## BAGIAN TEKS
○ ○ ○ ○
Perwakilan China Railway Corporation, salah satu perusahaan yang masuk dalam konsorsium Tiongkok bakal melakukan tinjauan lapangan atas proyek Kereta Cepat Jakarta-Bandung. Perusahaan hendak mengevaluasi perkembangan pembangunan proyek senilai US$ 6,071 miliar tersebut
"Dia datang kemari untuk melihat perkembangannya, sekarang timnya sedang ke lapangan," kata Menko Maritim Luhut Binsar Pandjaitan di kantornya, Jakarta, Selasa (6/3).
Luhut mengatakan China Railway Corporation akan melihat perkembangan pembebasan lahan dan masalah perizinan yang menghambat proyek Kereta Cepat Jakarta-Bandung. Pembebasan lahan saat ini masih belum beres sehingga menghambat pencairan dana.
(Baca juga: Ada Asuransi Proyek, Biaya Kereta Cepat Jakarta-Bandung Membengkak)
Sejauh ini lahan yang telah dibebaskan hanya 55 kilometer (km) dari 142 km panjang jalur Kereta Cepat Jakarta-Bandung. Dari jumlah tersebut 22 km saat ini sudah persiapan untuk pembangunan. Sementara 33 km sisanya sedang persiapan untuk pembersihan lahan (land clearing).
Beberapa lahan yang baru dibebaskan saat ini berasal dari tanah milik BUMN, seperti Wika, PTPN VIII, Kereta Api Indonesia, dan Jasa Marga. Adapun, 55 kilometer dari lahan yang telah dibebaskan telah diserahkan kepada kontraktor.
"Pembebasan lahan perkembangannya sudah 54%," kata Luhut.
○ ○ ○ ○
Entri anotasi koordinat

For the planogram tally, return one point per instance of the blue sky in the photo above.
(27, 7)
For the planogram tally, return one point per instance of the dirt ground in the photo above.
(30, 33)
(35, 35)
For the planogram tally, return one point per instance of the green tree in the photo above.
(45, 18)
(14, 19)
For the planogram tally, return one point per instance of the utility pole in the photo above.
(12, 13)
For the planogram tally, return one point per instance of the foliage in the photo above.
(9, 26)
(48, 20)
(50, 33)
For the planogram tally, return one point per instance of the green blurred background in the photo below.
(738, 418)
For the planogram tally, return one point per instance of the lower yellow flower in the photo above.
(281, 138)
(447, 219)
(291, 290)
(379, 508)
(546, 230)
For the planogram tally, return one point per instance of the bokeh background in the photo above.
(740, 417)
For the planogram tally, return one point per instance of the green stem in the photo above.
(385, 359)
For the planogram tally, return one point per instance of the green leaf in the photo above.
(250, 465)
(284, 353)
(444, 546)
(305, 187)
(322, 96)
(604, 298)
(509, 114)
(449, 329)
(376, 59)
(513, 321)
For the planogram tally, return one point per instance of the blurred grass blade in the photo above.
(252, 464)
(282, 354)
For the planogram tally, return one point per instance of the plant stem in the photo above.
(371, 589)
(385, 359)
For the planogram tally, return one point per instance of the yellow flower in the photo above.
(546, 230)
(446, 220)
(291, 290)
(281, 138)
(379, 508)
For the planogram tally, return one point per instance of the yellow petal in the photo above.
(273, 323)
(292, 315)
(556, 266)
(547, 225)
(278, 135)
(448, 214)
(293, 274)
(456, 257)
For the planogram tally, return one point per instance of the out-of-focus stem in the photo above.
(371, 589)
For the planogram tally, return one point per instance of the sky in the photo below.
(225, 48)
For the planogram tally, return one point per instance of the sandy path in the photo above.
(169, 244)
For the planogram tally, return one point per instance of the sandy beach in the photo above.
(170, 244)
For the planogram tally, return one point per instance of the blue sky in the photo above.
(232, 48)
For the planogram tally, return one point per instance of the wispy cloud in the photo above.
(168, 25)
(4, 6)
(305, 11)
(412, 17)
○ ○ ○ ○
## TUGAS YANG DIKERJAKAN
- A) Salin dengan tepat bagian teks tentang proyek Kereta Cepat Jakarta-Bandung antara "Luhut mengatakan China" dan "Cepat Jakarta-Bandung Membengkak)", termasuk kedua bagian tersebut.
- B) Jawablah pertanyaan berikut berdasarkan teks tentang proyek Kereta Cepat Jakarta-Bandung.
(i) Berapa nilai proyek yang perkembangan pembangunannya hendak dievaluasi oleh perusahaan tersebut?
(ii) Berapa kilometer lahan yang telah dibebaskan, dan berapa kilometer panjang seluruh jalur?
(iii) Menurut Luhut, berapa persen perkembangan pembebasan lahan?

## JAWABAN PER TUGAS
- A)
Luhut mengatakan China Railway Corporation akan melihat perkembangan pembebasan lahan dan masalah perizinan yang menghambat proyek Kereta Cepat Jakarta-Bandung. Pembebasan lahan saat ini masih belum beres sehingga menghambat pencairan dana.
(Baca juga: Ada Asuransi Proyek, Biaya Kereta Cepat Jakarta-Bandung Membengkak)

- B)
(i) US$ 6,071 miliar.
(ii) Lahan yang telah dibebaskan sepanjang 55 kilometer, dari seluruh jalur sepanjang 142 kilometer.
(iii) 54%.